▶ Exercise goal: Tally the lines in the rows below that contain the string "green", matching case exactly, and give only the number.

▶ Labeled-object pointing rows:
— BEGIN —

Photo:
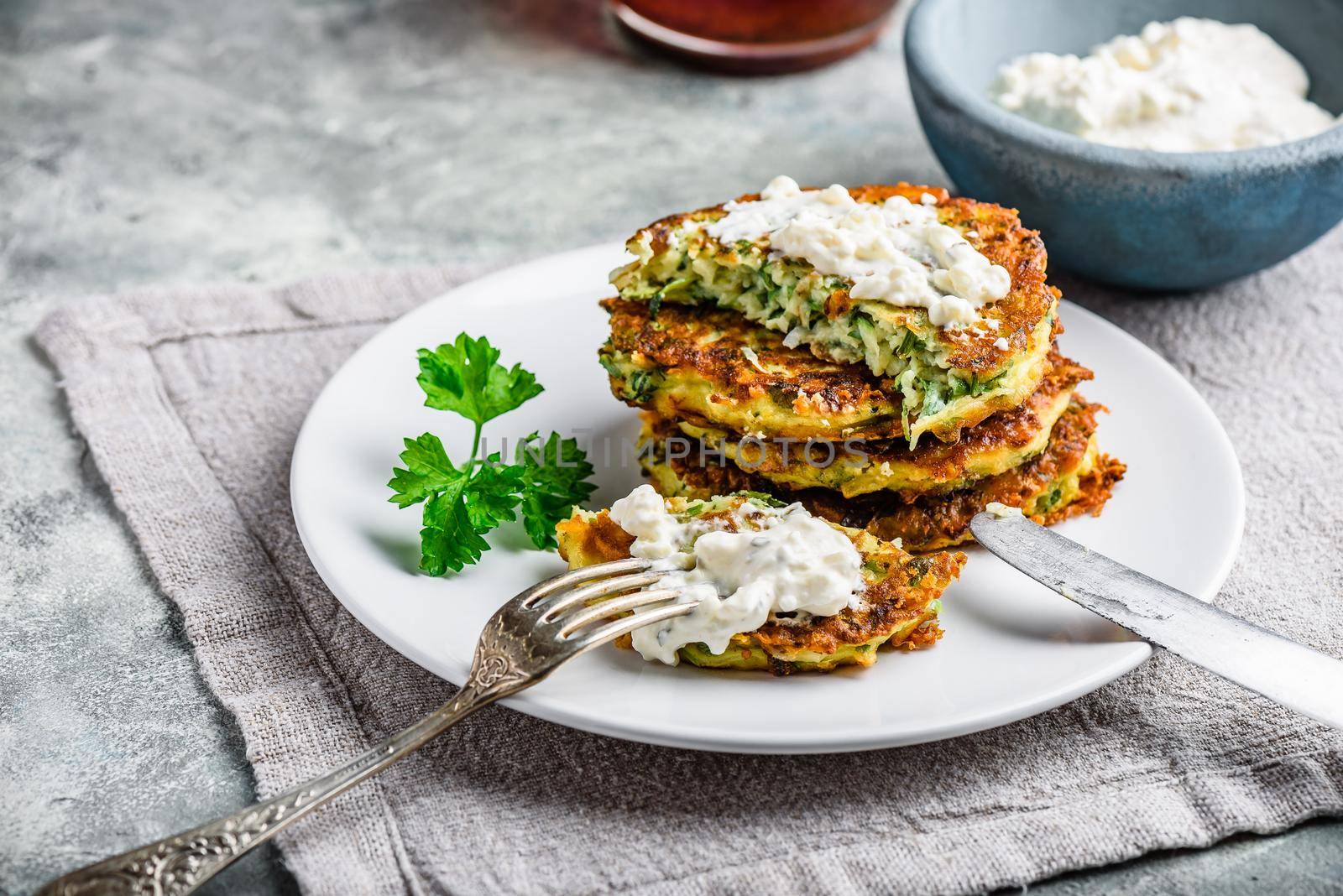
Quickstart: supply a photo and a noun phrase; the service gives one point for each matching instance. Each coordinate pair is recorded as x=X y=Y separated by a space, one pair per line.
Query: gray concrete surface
x=148 y=141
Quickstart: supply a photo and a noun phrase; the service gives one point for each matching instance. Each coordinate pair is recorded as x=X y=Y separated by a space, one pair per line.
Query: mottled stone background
x=147 y=141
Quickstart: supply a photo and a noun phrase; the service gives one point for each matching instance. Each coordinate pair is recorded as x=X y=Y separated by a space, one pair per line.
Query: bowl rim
x=931 y=69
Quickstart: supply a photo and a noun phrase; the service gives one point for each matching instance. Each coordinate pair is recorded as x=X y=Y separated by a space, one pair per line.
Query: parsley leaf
x=492 y=494
x=427 y=471
x=467 y=378
x=554 y=481
x=449 y=539
x=462 y=503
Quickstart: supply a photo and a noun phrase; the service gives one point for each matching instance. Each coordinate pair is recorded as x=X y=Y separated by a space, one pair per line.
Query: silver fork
x=530 y=636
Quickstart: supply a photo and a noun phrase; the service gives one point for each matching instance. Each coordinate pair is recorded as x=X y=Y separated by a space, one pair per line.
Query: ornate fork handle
x=179 y=864
x=524 y=642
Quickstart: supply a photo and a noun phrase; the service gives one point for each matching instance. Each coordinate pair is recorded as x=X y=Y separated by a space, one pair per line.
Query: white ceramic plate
x=1011 y=649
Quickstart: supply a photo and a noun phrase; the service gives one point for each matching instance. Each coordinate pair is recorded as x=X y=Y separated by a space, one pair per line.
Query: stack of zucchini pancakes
x=883 y=354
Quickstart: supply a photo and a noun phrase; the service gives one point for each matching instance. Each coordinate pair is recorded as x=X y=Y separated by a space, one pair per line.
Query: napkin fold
x=191 y=399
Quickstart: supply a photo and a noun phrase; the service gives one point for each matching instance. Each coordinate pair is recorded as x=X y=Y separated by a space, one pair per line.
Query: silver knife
x=1284 y=671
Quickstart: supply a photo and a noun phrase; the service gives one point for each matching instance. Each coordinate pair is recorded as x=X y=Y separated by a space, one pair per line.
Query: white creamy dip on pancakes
x=781 y=560
x=895 y=251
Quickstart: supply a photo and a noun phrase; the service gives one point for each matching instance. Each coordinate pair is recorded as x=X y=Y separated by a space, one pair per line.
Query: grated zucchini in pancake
x=900 y=598
x=857 y=467
x=718 y=367
x=1068 y=479
x=944 y=376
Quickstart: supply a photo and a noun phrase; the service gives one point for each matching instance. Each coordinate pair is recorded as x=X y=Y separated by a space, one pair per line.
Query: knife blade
x=1282 y=669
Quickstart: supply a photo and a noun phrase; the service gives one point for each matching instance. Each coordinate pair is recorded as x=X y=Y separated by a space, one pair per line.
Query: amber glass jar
x=755 y=36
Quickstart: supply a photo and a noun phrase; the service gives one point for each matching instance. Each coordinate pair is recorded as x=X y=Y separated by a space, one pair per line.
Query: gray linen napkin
x=191 y=401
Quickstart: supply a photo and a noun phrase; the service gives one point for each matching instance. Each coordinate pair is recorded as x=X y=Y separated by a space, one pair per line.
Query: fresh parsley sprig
x=546 y=479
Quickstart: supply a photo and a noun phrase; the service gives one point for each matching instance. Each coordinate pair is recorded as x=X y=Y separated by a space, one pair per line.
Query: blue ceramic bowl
x=1131 y=217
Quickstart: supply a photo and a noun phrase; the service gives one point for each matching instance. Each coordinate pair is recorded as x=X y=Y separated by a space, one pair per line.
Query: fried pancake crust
x=899 y=602
x=859 y=467
x=994 y=231
x=1069 y=477
x=716 y=367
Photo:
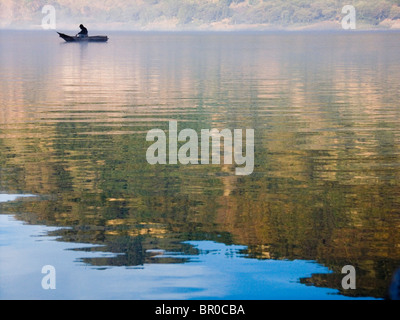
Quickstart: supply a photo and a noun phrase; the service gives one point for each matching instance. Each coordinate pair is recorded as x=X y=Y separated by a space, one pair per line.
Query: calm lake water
x=325 y=191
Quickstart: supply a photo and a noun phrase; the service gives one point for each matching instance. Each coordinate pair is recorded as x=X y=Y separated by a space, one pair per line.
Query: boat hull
x=68 y=38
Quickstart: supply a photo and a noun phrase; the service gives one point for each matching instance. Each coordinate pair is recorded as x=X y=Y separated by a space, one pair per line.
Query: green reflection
x=326 y=180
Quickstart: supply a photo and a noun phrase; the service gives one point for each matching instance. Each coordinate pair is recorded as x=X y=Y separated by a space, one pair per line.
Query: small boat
x=83 y=39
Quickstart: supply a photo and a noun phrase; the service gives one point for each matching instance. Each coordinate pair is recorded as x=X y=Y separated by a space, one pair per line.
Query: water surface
x=324 y=192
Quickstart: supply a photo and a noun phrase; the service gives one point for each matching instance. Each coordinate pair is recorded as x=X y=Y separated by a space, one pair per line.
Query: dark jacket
x=84 y=31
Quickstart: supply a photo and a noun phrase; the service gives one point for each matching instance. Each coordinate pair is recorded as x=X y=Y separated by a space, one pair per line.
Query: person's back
x=84 y=32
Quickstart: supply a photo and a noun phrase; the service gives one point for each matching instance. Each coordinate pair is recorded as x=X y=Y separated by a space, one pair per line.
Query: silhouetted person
x=84 y=32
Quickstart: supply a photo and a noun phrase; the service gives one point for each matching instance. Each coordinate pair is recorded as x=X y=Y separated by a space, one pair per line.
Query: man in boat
x=84 y=33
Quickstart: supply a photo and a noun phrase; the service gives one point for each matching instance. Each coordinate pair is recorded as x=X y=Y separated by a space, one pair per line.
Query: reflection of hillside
x=325 y=185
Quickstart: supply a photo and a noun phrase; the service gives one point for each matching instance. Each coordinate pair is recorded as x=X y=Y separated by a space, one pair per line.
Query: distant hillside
x=200 y=14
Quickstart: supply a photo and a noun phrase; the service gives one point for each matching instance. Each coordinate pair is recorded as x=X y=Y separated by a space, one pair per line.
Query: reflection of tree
x=325 y=186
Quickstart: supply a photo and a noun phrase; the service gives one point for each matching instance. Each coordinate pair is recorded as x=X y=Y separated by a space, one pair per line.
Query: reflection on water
x=325 y=188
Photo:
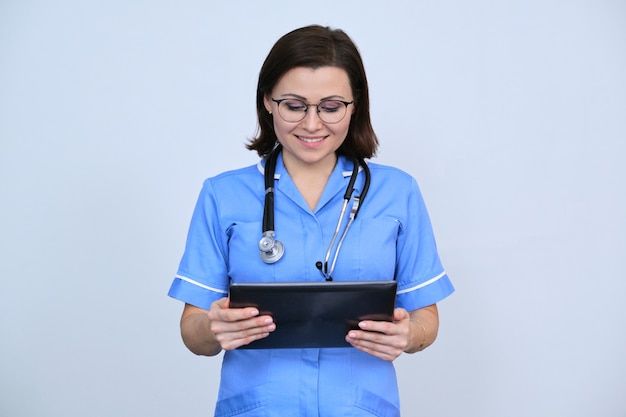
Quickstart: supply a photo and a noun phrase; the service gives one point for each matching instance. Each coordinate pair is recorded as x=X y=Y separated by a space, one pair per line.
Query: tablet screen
x=315 y=314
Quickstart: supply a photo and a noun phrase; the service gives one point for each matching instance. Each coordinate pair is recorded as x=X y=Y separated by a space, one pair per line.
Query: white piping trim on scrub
x=423 y=284
x=191 y=281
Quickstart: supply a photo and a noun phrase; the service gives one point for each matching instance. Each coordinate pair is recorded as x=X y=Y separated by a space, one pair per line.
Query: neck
x=311 y=179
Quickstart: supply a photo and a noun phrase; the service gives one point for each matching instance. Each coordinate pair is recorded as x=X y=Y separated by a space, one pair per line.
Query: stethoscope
x=271 y=250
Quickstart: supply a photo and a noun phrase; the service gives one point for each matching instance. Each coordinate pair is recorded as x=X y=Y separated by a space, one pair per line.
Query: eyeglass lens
x=330 y=111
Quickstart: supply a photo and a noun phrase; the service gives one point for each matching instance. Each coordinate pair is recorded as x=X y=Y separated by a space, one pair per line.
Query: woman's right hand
x=208 y=332
x=235 y=327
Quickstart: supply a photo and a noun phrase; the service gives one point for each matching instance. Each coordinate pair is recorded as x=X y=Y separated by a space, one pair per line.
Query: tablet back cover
x=315 y=314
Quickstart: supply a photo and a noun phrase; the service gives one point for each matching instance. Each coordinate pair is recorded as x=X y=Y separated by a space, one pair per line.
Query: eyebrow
x=304 y=99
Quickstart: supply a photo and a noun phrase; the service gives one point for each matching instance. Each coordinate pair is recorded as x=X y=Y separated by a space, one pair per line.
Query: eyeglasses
x=293 y=110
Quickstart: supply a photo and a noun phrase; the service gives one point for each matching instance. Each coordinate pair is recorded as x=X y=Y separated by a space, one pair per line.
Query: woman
x=313 y=113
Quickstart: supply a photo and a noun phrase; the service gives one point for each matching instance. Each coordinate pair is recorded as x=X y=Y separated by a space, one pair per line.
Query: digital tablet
x=315 y=314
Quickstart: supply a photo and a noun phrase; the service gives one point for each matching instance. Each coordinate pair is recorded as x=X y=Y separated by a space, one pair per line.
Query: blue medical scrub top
x=390 y=239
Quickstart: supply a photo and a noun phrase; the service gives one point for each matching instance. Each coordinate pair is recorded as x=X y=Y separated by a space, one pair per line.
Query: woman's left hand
x=407 y=333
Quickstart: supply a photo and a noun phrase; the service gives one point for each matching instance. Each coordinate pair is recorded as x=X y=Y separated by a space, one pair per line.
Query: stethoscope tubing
x=271 y=250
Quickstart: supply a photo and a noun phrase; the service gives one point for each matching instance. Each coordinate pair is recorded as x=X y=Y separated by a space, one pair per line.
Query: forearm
x=424 y=326
x=196 y=332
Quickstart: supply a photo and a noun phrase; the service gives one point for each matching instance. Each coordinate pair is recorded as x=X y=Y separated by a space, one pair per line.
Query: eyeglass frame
x=317 y=109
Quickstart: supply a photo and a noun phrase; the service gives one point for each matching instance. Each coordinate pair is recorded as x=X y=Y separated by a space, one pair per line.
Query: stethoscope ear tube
x=270 y=249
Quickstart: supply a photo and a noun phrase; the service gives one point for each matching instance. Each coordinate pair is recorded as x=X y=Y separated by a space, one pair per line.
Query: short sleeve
x=422 y=280
x=202 y=276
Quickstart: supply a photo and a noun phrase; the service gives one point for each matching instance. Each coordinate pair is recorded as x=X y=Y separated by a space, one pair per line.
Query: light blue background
x=511 y=115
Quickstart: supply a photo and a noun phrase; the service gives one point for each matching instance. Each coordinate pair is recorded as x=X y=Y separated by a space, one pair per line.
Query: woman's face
x=311 y=141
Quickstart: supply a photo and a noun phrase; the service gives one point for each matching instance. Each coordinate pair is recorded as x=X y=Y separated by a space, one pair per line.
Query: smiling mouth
x=311 y=140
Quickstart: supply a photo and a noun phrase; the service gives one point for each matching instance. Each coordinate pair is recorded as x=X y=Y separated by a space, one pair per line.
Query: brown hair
x=314 y=47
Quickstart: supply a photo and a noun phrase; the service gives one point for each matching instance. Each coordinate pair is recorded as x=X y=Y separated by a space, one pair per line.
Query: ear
x=267 y=103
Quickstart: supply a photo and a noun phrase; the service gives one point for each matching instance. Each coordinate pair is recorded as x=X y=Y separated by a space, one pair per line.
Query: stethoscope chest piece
x=271 y=250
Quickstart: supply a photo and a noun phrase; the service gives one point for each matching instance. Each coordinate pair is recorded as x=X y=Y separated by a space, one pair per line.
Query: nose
x=312 y=120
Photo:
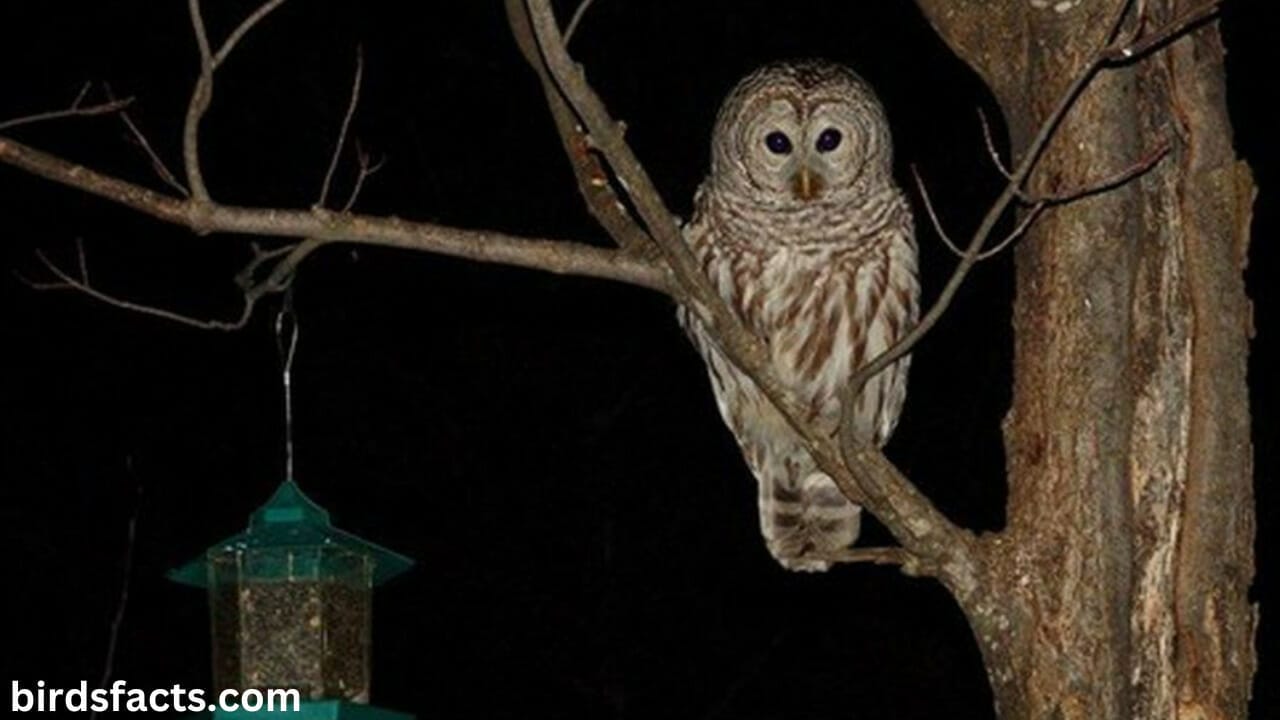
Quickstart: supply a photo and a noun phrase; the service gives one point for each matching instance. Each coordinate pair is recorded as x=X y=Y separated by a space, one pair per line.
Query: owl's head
x=794 y=133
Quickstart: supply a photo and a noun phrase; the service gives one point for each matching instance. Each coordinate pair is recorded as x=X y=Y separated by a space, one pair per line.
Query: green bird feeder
x=291 y=606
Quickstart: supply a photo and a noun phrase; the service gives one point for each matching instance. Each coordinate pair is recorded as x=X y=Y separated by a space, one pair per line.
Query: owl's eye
x=778 y=142
x=828 y=140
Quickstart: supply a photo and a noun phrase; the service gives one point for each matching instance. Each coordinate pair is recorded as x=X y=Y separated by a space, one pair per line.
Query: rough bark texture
x=1119 y=588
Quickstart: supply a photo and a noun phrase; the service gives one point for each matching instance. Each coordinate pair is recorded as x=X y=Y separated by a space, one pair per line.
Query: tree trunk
x=1119 y=587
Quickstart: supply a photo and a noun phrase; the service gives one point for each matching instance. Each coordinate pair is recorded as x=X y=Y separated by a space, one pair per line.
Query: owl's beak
x=805 y=183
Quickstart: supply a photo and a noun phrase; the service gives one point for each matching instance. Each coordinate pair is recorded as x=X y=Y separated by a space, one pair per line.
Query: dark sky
x=545 y=447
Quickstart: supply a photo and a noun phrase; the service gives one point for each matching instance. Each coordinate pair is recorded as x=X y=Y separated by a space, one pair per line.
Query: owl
x=803 y=231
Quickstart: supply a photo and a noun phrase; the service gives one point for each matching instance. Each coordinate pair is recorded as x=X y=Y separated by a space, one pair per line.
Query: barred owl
x=804 y=233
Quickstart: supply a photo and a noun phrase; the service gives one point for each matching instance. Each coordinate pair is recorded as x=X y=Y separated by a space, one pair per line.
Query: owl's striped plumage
x=803 y=231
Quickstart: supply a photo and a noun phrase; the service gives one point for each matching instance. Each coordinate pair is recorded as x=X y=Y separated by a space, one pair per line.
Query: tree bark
x=1119 y=587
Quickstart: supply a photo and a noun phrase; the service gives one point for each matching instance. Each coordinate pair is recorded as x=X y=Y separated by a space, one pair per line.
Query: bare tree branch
x=208 y=217
x=81 y=285
x=1110 y=53
x=583 y=7
x=241 y=30
x=202 y=94
x=366 y=171
x=73 y=110
x=593 y=181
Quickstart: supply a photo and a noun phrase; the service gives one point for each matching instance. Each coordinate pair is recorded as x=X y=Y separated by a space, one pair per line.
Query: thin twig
x=366 y=171
x=577 y=18
x=1110 y=182
x=247 y=24
x=991 y=146
x=141 y=140
x=68 y=282
x=1032 y=214
x=973 y=251
x=201 y=96
x=872 y=555
x=484 y=246
x=123 y=602
x=933 y=214
x=344 y=128
x=74 y=110
x=1166 y=32
x=593 y=180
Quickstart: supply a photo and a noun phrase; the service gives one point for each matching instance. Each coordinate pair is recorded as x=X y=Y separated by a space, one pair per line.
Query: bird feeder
x=291 y=606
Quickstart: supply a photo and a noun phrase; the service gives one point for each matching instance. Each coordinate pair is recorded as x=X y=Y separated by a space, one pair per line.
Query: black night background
x=545 y=447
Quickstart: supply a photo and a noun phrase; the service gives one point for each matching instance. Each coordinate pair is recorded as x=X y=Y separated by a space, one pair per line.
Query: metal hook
x=286 y=320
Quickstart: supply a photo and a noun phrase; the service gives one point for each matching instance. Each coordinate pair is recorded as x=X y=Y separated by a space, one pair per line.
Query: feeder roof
x=291 y=519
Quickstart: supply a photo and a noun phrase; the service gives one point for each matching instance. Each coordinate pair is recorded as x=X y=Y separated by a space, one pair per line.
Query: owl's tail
x=804 y=518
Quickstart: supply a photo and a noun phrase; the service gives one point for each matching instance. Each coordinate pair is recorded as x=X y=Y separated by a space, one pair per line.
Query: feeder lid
x=291 y=519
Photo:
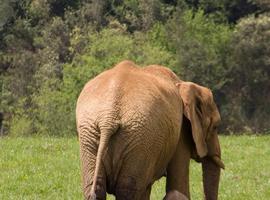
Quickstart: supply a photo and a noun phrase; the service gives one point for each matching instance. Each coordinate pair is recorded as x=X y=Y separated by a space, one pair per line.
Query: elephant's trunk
x=211 y=174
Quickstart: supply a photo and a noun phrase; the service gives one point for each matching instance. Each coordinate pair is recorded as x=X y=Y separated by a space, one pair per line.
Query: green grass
x=49 y=168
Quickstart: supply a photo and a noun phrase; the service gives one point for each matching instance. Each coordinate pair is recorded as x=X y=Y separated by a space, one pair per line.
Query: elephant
x=198 y=140
x=175 y=195
x=128 y=122
x=137 y=124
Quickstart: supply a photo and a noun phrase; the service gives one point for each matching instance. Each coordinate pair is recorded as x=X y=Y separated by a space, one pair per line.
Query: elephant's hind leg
x=88 y=152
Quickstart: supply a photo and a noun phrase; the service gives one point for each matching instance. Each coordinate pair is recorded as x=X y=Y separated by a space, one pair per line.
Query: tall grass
x=49 y=168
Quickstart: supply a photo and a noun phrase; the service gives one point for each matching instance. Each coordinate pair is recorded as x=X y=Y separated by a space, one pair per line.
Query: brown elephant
x=175 y=195
x=198 y=140
x=128 y=121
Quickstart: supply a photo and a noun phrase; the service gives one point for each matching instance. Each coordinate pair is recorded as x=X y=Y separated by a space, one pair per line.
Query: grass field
x=49 y=168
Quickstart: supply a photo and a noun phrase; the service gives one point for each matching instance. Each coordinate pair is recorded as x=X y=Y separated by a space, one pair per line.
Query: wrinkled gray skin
x=128 y=122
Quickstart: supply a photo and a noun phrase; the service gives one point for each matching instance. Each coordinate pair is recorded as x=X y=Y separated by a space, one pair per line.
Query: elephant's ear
x=193 y=103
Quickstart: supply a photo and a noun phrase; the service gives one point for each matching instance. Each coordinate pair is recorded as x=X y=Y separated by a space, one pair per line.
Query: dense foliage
x=50 y=48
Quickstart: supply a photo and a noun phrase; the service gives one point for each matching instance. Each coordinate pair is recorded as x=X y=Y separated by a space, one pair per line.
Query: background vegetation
x=49 y=168
x=50 y=48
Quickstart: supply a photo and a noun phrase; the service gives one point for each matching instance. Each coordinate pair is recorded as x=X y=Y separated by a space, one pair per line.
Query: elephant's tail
x=105 y=135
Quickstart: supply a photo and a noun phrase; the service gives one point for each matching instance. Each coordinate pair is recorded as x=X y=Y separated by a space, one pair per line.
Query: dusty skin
x=129 y=122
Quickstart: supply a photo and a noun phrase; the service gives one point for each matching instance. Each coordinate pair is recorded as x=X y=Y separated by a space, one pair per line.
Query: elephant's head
x=201 y=112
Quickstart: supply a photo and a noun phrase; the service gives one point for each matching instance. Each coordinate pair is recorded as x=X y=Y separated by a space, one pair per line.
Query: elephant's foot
x=175 y=195
x=100 y=191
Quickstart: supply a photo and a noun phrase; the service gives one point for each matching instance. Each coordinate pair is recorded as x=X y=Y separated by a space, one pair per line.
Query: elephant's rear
x=127 y=101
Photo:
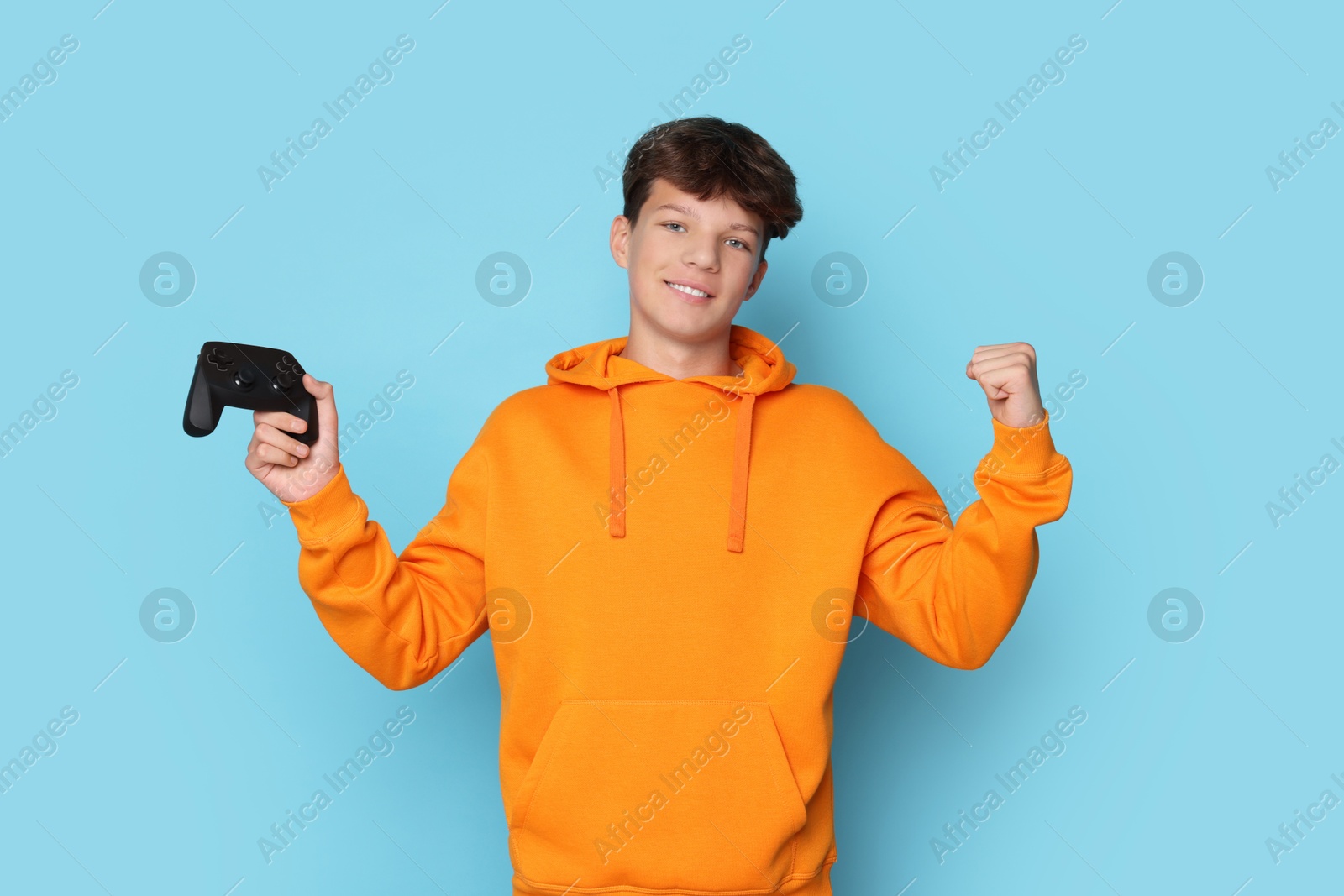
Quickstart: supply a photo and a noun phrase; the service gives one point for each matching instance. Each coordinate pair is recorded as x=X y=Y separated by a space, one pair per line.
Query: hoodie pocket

— END —

▶ Exercise answer: 3